▸ **YOUR OBJECTIVE**
What follows are records. Restate all of them word for word.

▸ **Natural-language object grounding data**
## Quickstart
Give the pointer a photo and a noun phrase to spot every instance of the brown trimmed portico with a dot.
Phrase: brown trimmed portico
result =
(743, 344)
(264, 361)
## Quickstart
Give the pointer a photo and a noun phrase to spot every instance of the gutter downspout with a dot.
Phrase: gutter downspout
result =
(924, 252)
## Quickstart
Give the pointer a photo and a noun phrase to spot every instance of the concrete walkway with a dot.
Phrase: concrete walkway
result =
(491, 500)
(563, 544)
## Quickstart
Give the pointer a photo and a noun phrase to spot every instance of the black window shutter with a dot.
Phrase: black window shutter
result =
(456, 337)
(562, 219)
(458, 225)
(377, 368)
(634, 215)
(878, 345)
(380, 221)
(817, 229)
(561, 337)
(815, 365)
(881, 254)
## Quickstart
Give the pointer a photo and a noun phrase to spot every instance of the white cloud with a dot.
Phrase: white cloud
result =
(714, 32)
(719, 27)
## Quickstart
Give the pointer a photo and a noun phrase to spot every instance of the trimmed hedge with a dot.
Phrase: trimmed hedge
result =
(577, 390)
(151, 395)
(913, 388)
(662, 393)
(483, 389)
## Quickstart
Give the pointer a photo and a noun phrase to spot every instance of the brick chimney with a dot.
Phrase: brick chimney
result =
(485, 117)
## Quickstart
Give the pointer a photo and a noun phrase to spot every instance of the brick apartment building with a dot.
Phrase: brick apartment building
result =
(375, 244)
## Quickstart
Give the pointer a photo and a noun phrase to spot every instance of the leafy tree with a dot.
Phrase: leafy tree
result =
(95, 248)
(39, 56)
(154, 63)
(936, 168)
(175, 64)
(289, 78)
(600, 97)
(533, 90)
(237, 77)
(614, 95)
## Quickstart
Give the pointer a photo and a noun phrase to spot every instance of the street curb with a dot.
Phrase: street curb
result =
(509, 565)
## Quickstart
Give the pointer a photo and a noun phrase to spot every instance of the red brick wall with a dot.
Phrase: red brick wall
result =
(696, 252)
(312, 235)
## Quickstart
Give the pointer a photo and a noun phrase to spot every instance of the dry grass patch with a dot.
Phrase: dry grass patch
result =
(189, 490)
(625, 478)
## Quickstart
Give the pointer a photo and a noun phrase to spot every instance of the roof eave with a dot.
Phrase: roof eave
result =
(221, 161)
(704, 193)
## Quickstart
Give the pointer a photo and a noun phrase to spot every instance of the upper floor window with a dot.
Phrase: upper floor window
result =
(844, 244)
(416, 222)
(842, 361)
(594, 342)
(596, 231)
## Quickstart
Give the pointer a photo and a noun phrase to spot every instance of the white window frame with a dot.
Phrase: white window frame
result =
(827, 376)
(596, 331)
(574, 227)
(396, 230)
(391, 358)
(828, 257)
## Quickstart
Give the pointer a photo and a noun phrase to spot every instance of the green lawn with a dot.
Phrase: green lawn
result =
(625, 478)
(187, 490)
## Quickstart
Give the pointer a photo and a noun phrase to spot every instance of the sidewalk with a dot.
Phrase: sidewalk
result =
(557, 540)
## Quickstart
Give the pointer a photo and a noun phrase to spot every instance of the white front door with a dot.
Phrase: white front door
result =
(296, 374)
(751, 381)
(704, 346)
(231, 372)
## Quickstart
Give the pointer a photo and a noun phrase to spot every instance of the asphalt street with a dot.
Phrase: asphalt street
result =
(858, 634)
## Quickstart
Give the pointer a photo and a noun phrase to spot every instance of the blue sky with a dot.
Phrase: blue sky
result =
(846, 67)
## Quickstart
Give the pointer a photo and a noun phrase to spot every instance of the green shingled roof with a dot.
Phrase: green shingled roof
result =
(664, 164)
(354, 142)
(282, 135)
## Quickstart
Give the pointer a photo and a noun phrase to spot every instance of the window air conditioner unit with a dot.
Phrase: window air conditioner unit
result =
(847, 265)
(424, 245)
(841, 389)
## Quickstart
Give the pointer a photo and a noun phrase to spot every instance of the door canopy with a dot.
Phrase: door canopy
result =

▸ **SOLUTION TO THE EXERCISE**
## Quickstart
Give the pointer a photo and a noun phrase to spot every instance of the brown trimmed portico with a dot.
Phrase: brown trimmed portico
result =
(743, 344)
(264, 361)
## Quickstart
Give the pointer a photo and a noun phrase to spot every instance of the gutter downspout with a dot.
Phrase: gutter downspout
result =
(924, 252)
## Quickstart
Give the pointer a photo and a noun phrase to spot every instance of the concrete walkway with a dot.
Phrase: concrete walkway
result =
(491, 500)
(563, 544)
## Quickstart
Give the pointer a photo and a noun phrase to spot every instance of the black window shutter with a dot.
Phrase: black window shutter
result =
(456, 337)
(562, 219)
(458, 225)
(377, 368)
(634, 215)
(878, 345)
(380, 221)
(817, 229)
(561, 337)
(815, 365)
(881, 254)
## Quickstart
Give the pointer a photo and a noun phrase to spot every instance of the white cloud with a dot.
Phrase: white cloud
result =
(714, 32)
(719, 27)
## Quickstart
Give the pointer a photo and a noun phrase to spot every instance of the trimmed hedge with a dot.
Phrase: trimmed hedge
result =
(577, 390)
(151, 395)
(913, 388)
(662, 393)
(483, 389)
## Quickstart
Give the pointer a photo and a noun phrase to spot every instance of the brick chimney with a dot.
Phrase: brick chimney
result =
(485, 117)
## Quickstart
Give the pointer a photo and a noun phrase to spot every instance of the brick apartment building with a dot.
Phrase: brick apartment building
result =
(375, 244)
## Quickstart
Give the pointer a photo and a noun phrase to spot every instance of the leafy tree with a dot.
Phrase: leafy tree
result =
(95, 248)
(39, 56)
(154, 63)
(936, 168)
(175, 64)
(289, 78)
(600, 97)
(533, 90)
(237, 77)
(614, 95)
## Quickstart
Give the pointer a photo and a noun phrase to spot every instance of the street curb with a dot.
Phrase: street curb
result =
(509, 565)
## Quickstart
Give the pointer a photo and a noun phrase to spot every instance of the red brick wall with a dot.
Phrase: red brick wall
result =
(696, 252)
(312, 235)
## Quickstart
Give the pointer a photo and a noun phrase to spot every instance of the dry grass patch with a dot.
Phrase: dry grass patch
result =
(189, 490)
(625, 478)
## Quickstart
Give the pointer a photo and a noun phrase to spot every instance of the roof eave with a dot.
Phrase: roof eave
result =
(221, 161)
(704, 193)
## Quickstart
Give the pointer a photo and a noun phrase to spot every instance of the upper floor window with a dot.
Phrase: upper floor window
result =
(844, 244)
(416, 222)
(842, 361)
(594, 342)
(596, 231)
## Quickstart
Give the pointer a photo and a noun phrase to spot every instance of the white window frame with a dot.
Phrase: white window frame
result =
(827, 376)
(596, 331)
(574, 227)
(396, 230)
(391, 358)
(828, 257)
## Quickstart
Give the pointer a photo and a noun phrase to spot every instance of the green lawn with a dot.
Phrase: green lawn
result =
(625, 478)
(187, 490)
## Quickstart
Give the pointer a photo and a noun phrase to spot every instance of the sidewalk with a dot.
Phrase: sidewalk
result =
(557, 540)
## Quickstart
Give the pointer a photo and a noun phrase to spot every instance of the white front door with a dot.
Phrase: white front door
result =
(296, 374)
(751, 381)
(704, 346)
(231, 372)
## Quickstart
Give the pointer a photo and a noun phrase to spot every instance of the asphalt street with a dot.
Phrase: asphalt street
result =
(858, 634)
## Quickstart
Give the pointer a photo and a noun phrase to spot every instance of the blue sky with a dot.
Phrase: blue sky
result =
(846, 67)
## Quickstart
Give the pointer a photo and a noun phrase to spot every instance of the green shingled roof with a dot.
Phrase: green shingled roof
result =
(664, 164)
(354, 142)
(282, 135)
## Quickstart
Give the pointer a photo and a noun phrase to spot every instance of the window air conditioner unit with a dot.
Phrase: window air conditioner unit
result =
(847, 265)
(424, 245)
(841, 389)
## Quickstart
Give the pointer a photo and a noun phrase to spot every instance of the door canopy with a dot.
Phrase: door canopy
result =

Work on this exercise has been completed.